Prompt 1:
Can you gather every line of the listing that contains the string "space", treating uppercase and lowercase as different?

===== Document excerpt

# Best Strat Build Kits?



## 8uha (Jan 1, 2021)

Does anyone have recommendations for Strat guitar build kits?

I saw some interesting kits on the Solo website and they piqued my interest, but I don't know what to look for. Are there any Pros/Cons that I should be thinking about?

In addition to Solo, are there any other good places to get good Strat kits?

Thanks


----------



## Latole (Aug 11, 2020)

$170 CND for a complete guitar !!!!

IMO you have for what you pay. ; all very cheap
3 good pickups cost more than the price of these complete guitar.

What are you looking for ? 
Fun to build and learn how to do set-up with a very cheap guitar.
Or you want to build a good guitar ? 



https://www.solomusicgear.com/product-category/diy-kits/electric-guitar-kits/


----------



## laristotle (Aug 29, 2019)

8uha said:


> In addition to Solo, are there any other good places to get good Strat kits?


As Latole stated above, you get what you pay for. Pups/electronics/hardware are cheap chinese products (as is the wood) on Solo kits and after completion, you may decide to upgrade.
If you state your budget, it'll be easier for us to make recommendations.

==========
===== Listed entries

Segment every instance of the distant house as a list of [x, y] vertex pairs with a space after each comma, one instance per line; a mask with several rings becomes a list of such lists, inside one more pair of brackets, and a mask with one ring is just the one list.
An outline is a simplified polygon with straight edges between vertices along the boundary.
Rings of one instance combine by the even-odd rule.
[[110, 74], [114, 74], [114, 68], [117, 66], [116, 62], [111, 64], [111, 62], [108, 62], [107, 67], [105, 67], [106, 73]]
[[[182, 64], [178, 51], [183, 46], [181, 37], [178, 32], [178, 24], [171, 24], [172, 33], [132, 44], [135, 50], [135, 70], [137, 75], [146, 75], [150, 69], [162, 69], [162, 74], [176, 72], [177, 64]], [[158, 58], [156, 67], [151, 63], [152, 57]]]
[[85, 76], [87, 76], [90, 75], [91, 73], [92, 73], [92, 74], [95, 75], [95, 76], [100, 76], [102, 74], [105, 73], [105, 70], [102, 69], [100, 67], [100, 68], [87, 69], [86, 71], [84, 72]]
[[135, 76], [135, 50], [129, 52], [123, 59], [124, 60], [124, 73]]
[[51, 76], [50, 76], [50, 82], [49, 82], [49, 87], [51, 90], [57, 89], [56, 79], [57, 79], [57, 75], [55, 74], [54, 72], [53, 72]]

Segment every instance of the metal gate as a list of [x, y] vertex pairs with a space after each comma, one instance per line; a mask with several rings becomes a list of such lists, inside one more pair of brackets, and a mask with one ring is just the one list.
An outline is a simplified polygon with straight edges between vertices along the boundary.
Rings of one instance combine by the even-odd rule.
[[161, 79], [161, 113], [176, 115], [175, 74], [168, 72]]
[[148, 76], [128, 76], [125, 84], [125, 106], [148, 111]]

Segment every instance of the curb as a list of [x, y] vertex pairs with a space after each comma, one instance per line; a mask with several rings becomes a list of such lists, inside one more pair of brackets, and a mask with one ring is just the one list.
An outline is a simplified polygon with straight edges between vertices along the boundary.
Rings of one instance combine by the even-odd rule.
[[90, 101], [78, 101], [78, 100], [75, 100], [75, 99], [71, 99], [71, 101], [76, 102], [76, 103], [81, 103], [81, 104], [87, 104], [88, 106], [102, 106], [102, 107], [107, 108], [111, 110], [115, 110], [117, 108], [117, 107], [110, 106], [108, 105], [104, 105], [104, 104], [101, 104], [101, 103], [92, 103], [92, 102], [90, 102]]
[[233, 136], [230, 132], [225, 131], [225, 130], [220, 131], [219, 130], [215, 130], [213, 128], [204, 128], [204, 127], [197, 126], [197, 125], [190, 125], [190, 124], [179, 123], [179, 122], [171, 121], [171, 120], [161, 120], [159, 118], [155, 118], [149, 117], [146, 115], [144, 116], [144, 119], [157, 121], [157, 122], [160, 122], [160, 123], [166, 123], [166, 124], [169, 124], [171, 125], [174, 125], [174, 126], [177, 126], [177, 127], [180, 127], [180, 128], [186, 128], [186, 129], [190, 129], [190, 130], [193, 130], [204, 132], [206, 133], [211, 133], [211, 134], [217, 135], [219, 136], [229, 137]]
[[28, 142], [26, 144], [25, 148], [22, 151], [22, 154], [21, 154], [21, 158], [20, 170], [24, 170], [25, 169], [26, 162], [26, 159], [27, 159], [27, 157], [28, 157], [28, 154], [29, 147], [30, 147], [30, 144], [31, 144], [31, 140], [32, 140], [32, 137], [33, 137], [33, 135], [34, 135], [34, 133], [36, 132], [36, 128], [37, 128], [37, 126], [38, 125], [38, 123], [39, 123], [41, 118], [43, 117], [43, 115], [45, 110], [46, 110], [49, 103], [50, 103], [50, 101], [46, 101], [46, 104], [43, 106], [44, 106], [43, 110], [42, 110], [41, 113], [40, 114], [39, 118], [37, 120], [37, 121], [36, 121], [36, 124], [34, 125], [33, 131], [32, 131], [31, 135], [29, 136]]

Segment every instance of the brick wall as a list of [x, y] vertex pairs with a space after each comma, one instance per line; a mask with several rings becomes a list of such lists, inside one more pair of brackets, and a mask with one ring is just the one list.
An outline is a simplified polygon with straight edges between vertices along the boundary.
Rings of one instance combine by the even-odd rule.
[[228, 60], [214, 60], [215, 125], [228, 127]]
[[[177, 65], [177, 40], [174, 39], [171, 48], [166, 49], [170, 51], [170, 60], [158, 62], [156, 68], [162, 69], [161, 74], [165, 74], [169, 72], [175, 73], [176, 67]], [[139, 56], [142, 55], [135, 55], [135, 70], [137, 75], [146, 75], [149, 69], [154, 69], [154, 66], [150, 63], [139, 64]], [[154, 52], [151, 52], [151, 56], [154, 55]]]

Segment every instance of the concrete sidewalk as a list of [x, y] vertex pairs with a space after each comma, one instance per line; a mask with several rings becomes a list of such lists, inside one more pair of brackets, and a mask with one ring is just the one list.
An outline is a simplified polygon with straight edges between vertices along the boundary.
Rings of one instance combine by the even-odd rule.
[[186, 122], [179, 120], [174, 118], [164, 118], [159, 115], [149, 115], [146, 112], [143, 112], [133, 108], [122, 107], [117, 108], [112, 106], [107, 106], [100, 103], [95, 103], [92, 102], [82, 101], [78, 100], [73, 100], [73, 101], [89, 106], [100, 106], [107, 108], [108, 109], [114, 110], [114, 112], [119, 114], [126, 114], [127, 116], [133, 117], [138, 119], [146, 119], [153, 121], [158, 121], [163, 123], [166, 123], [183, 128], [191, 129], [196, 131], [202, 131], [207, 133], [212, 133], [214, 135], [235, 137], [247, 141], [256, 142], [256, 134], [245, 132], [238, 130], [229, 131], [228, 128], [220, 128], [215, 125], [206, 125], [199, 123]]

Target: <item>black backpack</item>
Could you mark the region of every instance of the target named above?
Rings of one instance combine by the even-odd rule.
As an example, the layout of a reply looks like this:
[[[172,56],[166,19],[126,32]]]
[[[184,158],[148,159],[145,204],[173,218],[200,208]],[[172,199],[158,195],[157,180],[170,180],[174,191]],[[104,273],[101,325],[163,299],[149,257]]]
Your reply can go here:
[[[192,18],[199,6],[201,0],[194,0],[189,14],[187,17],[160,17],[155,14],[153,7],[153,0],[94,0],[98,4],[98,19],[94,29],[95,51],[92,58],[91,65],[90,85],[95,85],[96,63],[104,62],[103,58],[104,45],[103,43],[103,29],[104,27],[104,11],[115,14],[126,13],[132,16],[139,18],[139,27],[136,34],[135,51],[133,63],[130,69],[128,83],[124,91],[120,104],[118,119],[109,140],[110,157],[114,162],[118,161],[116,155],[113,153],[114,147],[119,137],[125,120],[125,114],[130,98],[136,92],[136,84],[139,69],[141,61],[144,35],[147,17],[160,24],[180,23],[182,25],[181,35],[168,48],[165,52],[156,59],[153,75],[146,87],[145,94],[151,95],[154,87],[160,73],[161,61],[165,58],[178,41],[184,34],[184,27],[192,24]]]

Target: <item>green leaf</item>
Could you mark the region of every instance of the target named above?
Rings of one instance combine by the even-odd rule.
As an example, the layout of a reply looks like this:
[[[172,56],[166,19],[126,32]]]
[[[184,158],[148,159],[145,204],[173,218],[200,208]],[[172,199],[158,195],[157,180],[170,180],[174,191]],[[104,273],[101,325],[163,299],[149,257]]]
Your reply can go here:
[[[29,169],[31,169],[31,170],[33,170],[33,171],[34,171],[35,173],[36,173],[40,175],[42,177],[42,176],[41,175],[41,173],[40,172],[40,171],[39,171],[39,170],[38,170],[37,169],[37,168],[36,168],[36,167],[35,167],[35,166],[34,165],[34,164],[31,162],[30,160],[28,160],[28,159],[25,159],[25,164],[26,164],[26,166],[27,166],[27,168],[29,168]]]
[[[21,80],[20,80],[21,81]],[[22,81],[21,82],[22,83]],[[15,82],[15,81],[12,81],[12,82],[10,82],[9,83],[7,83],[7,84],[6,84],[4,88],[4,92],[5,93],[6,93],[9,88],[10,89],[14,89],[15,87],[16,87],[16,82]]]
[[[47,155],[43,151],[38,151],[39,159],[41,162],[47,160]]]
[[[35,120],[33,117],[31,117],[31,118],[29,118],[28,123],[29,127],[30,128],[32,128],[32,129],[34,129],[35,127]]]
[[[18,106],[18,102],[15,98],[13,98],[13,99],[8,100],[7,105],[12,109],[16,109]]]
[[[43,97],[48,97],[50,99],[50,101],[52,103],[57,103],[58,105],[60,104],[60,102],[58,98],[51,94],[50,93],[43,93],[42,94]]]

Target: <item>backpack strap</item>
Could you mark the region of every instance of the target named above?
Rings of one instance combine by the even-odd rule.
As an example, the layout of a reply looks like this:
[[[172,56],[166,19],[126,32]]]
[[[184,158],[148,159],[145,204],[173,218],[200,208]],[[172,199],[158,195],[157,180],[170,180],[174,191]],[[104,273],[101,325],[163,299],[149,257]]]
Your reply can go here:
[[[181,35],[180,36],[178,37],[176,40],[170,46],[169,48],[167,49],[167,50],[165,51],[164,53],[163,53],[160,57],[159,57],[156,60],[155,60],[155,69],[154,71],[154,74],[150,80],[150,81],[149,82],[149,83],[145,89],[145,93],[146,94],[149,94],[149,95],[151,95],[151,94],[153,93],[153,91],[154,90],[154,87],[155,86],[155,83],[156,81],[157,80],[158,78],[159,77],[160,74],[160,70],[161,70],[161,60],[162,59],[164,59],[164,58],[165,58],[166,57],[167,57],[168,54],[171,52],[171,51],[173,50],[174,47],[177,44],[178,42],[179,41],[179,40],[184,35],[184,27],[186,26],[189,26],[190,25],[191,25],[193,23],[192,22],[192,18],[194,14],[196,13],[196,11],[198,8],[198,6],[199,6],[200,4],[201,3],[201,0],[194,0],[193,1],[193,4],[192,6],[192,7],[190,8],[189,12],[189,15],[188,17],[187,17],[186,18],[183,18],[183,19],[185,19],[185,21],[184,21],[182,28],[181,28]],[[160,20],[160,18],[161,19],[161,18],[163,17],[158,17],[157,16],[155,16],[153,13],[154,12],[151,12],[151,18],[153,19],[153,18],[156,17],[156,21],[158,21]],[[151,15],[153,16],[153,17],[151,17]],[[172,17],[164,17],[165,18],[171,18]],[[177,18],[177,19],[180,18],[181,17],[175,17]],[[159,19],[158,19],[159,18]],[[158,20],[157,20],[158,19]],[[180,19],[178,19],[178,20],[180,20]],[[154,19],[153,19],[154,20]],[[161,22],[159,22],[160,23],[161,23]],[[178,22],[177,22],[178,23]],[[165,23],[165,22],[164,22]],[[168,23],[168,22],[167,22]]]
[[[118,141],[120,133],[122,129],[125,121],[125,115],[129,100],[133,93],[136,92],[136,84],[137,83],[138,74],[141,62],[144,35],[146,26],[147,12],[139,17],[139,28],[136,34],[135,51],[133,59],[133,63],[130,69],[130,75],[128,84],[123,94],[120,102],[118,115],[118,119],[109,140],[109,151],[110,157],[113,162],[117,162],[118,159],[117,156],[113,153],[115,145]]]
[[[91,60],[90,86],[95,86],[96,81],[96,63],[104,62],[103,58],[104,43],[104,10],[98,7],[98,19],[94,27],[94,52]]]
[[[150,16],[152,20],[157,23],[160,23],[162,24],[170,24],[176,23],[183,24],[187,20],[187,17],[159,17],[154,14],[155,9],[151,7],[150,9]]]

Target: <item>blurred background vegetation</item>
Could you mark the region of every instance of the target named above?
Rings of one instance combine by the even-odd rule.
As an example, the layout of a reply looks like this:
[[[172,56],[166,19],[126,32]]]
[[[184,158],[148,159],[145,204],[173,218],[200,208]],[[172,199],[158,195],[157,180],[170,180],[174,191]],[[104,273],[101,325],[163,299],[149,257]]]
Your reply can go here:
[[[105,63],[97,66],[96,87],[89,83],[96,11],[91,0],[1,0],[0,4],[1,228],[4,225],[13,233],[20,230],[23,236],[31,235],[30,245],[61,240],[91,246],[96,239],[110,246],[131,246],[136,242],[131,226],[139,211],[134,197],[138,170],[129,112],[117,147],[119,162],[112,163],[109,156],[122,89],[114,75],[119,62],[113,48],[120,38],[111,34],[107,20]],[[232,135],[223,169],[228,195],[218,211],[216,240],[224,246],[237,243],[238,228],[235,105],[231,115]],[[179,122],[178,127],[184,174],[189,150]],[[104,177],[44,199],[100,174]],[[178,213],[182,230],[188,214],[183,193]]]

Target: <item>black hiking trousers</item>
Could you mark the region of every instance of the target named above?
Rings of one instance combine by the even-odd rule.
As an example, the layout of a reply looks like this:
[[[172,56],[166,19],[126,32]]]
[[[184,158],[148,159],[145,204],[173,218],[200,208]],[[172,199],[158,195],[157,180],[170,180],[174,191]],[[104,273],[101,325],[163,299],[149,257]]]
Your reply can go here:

==========

Prompt 2:
Could you print the stretch of the Strat kit thread from "## laristotle (Aug" through "to make recommendations."?

Expected answer 1:
Segment every instance of the distant house as a list of [x, y] vertex pairs with a space after each comma, one instance per line; a mask with several rings becomes a list of such lists, inside one more pair of brackets, and a mask with one ring is just the one list.
Segment every instance of the metal gate as a list of [x, y] vertex pairs with a space after each comma, one instance per line; a mask with several rings becomes a list of such lists, inside one more pair of brackets, and a mask with one ring is just the one list.
Segment every instance of the curb as a list of [x, y] vertex pairs with a space after each comma, one instance per line; a mask with several rings becomes a list of such lists, inside one more pair of brackets, and a mask with one ring is just the one list.
Segment every instance of the brick wall as a list of [x, y] vertex pairs with a space after each comma, one instance per line; a mask with several rings becomes a list of such lists, inside one more pair of brackets, and a mask with one ring is just the one list.
Segment every instance of the concrete sidewalk as a list of [x, y] vertex pairs with a space after each comma, one instance per line; a mask with several rings becomes a list of such lists, inside one more pair of brackets, and a mask with one ring is just the one list.

Expected answer 2:
## laristotle (Aug 29, 2019)

8uha said:


> In addition to Solo, are there any other good places to get good Strat kits?


As Latole stated above, you get what you pay for. Pups/electronics/hardware are cheap chinese products (as is the wood) on Solo kits and after completion, you may decide to upgrade.
If you state your budget, it'll be easier for us to make recommendations.